Texto proporcionado:
La realidad se ha impuesto sin avisar: ni la confianza en la tecnología, ni en la medicina avanzada, han podido evitar la propagación mundial del virus. Toca aprender humildad: hemos caído en la cuenta de que el ser humano en el siglo XXI es mucho más limitado de lo que imaginábamos. Y también que es un poco complejo: se ha despertado un sentimiento de solidaridad casi generalizado por el otro, reconociendo el valor de la vida (incluida la de los abuelos) por encima de las economías. Pero ese espíritu de confraternidad convive con el egoísmo de vaciar las estanterías de los supermercados de productos sin pensar en dejar algo para el que viene detrás. La contradicción humana.

Reconozcamos que hemos vivido demasiado centrados en nosotros mismos; es el “yo mi-me-conmigo”: lo importante es abastecerme de todo lo que deseo y convencerme de una vez por todas que no necesito a nadie para esa tarea. Así que, manos a la obra: nos hemos sumergido en una vorágine de actividades sin límite edificando una fachada que nos haga creer que todo lo más importante en nuestra vida está bajo nuestro control. Además, esta fachada aleja a las personas a una distancia considerable, me aleja de los conflictos que me puedan causar y, de esta manera, mantenemos a raya al sufrimiento; por tanto, somos menos vulnerables. El problema es que, para conseguir ese objetivo, también se tienen que mantener a raya las relaciones profundas.

El precio a pagar por unas relaciones superficiales es muy caro: Nuestra vida transcurre con una máscara que llevamos encima y que es como las mascarillas que tantos quebraderos de cabeza están causando en estos días: nos protege del daño exterior, pero, como ellas, también impide que besemos, que impactemos con nuestra sonrisa a los demás. Pienso también en la similitud que hay entre la insistencia con el “lavado de manos” para evitar que entre el virus en nuestros organismos, y la limpieza bienintencioanada que estoy viendo en las redes sociales, en los artículos, de esperar que esta pandemia nos limpie de nuestros egoísmos, de nuestras prioridades mal alineadas, y que reconozcamos las necesidades que tenemos unos de otros. Pero la limpieza exterior nunca quitará lo que está dentro de nosotros, lo mismo que, una vez el coronavirus ha penetrado en el organismo, las medidas a tomar han de actuar desde dentro. Porque el egoísmo, el deseo de control y de poder están dentro, y las leyes pueden limitar su efecto exterior, pero nunca, nunca, podrán erradicarlo.

Ya sabéis que soy respetuosa con los valores y las ideologías de cada uno de vosotr@s, pero permitidme señalaros (una vez más en algún caso) que la solución para la inseguridad que generan el miedo, la vulnerabilidad y la incertidumbre no se puede encontrar en esta dimensión humana. Demandamos, porque lo necesitamos, confiar en alguien que no se contradiga y que nos de seguridad, que cubra la necesidad de absolutos (que “siempre” estará con nosotros, que “nunca” nos dejará…) y que todo eso lo haga porque le importamos, porque en esencia, sea amor; mejor dicho: Amor. Y a ese alguien no le voy a llamar ni Energía, ni la Fuerza del Universo, ni Inteligencia Superior, sino Dios. Es más, le voy a llamar Jesús, que es Dios humanado. De Él nos podemos fiar, nos entiende porque sabe lo que es ver su vida amenazada y sufrir sin culpa alguna hasta el punto de morir, morir por nosotros.

Instrucciones de trabajo:
1. Explica, en una a tres oraciones, por qué el texto proporcionado afirma que la limpieza exterior nunca quitará lo que está dentro de nosotros.
2. Reproduce literalmente el pasaje del texto proporcionado que va desde "Ya sabéis que" hasta "morir por nosotros.", ambos incluidos.

Registros de una fuente de datos:
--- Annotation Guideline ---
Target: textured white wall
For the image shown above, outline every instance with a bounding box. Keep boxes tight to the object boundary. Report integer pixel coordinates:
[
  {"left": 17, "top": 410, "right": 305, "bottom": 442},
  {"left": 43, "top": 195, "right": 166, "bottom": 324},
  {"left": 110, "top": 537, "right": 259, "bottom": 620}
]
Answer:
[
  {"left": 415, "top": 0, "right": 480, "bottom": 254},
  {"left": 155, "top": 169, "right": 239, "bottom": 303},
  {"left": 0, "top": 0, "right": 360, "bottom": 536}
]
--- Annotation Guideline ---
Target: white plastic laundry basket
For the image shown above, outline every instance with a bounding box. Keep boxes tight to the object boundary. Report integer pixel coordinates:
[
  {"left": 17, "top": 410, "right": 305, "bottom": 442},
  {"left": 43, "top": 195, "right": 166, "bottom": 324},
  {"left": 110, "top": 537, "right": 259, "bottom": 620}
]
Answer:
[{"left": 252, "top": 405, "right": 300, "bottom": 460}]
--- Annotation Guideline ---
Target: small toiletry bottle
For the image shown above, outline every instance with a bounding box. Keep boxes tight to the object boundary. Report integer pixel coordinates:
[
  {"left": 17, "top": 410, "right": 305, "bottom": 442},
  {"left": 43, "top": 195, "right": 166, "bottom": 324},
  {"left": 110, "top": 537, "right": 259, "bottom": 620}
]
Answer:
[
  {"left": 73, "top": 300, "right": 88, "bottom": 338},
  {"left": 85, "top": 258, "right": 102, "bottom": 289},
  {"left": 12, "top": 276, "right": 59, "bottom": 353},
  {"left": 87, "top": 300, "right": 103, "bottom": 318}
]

Soluciones por tarea:
1. La limpieza exterior no basta porque el egoísmo, el deseo de control y el de poder están dentro de nosotros. Las leyes pueden limitar su efecto exterior, pero nunca podrán erradicarlos. Ocurre lo mismo que con el coronavirus: una vez que ha penetrado en el organismo, las medidas tienen que actuar desde dentro.

2.
Ya sabéis que soy respetuosa con los valores y las ideologías de cada uno de vosotr@s, pero permitidme señalaros (una vez más en algún caso) que la solución para la inseguridad que generan el miedo, la vulnerabilidad y la incertidumbre no se puede encontrar en esta dimensión humana. Demandamos, porque lo necesitamos, confiar en alguien que no se contradiga y que nos de seguridad, que cubra la necesidad de absolutos (que “siempre” estará con nosotros, que “nunca” nos dejará…) y que todo eso lo haga porque le importamos, porque en esencia, sea amor; mejor dicho: Amor. Y a ese alguien no le voy a llamar ni Energía, ni la Fuerza del Universo, ni Inteligencia Superior, sino Dios. Es más, le voy a llamar Jesús, que es Dios humanado. De Él nos podemos fiar, nos entiende porque sabe lo que es ver su vida amenazada y sufrir sin culpa alguna hasta el punto de morir, morir por nosotros.